*GOAL*
Substitute "anchor point" for every occurrence of "keypoint" in the records below, and reproduce them otherwise unchanged, omitting the pictures.

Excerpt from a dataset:
________________________
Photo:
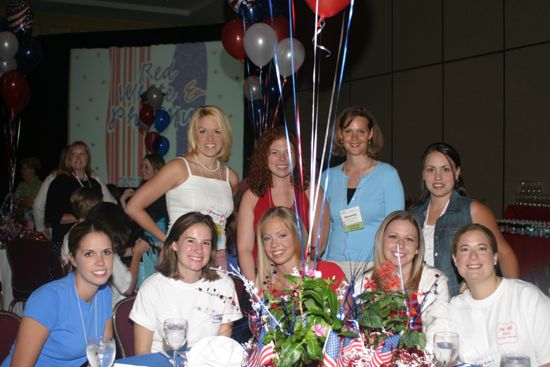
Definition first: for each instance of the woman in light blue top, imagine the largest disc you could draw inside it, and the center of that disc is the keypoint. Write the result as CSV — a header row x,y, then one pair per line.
x,y
61,316
360,192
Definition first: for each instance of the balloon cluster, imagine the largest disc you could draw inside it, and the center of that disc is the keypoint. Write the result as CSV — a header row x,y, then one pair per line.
x,y
151,113
19,54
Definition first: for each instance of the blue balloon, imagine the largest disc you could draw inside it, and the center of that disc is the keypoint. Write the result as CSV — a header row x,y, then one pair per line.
x,y
162,120
161,145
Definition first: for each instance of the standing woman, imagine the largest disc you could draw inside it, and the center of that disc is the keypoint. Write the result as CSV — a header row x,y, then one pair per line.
________________________
*SOLUTION FOR THIS PROBLEM*
Photo:
Definition first: for each instance of the woman in light blue top, imagine the largest disc you could draw inside it, and the center of that disc is the anchor point. Write the result as CSV — a header row x,y, then one pair per line.
x,y
61,316
360,192
Definition first: for each instance of the balloon cluster, imagine the largest disc you could draw inside it, and the center of that disc is the anchor point. Write the result as CSV — a header row x,y, then one pair per line.
x,y
151,113
19,54
Definition first: for each instance of the blue balloon, imagine the largest disc you could draw inside it, and the center of that disc is the anchor point. Write the result as CSV — a header row x,y, then one pair per line.
x,y
162,120
161,145
Definition first: for each instance of the standing woman, imagine the largest disc you could draw inside it, and the center of that disc is the anchor point. Write the result as CSV — a header row x,y, then one pair per line.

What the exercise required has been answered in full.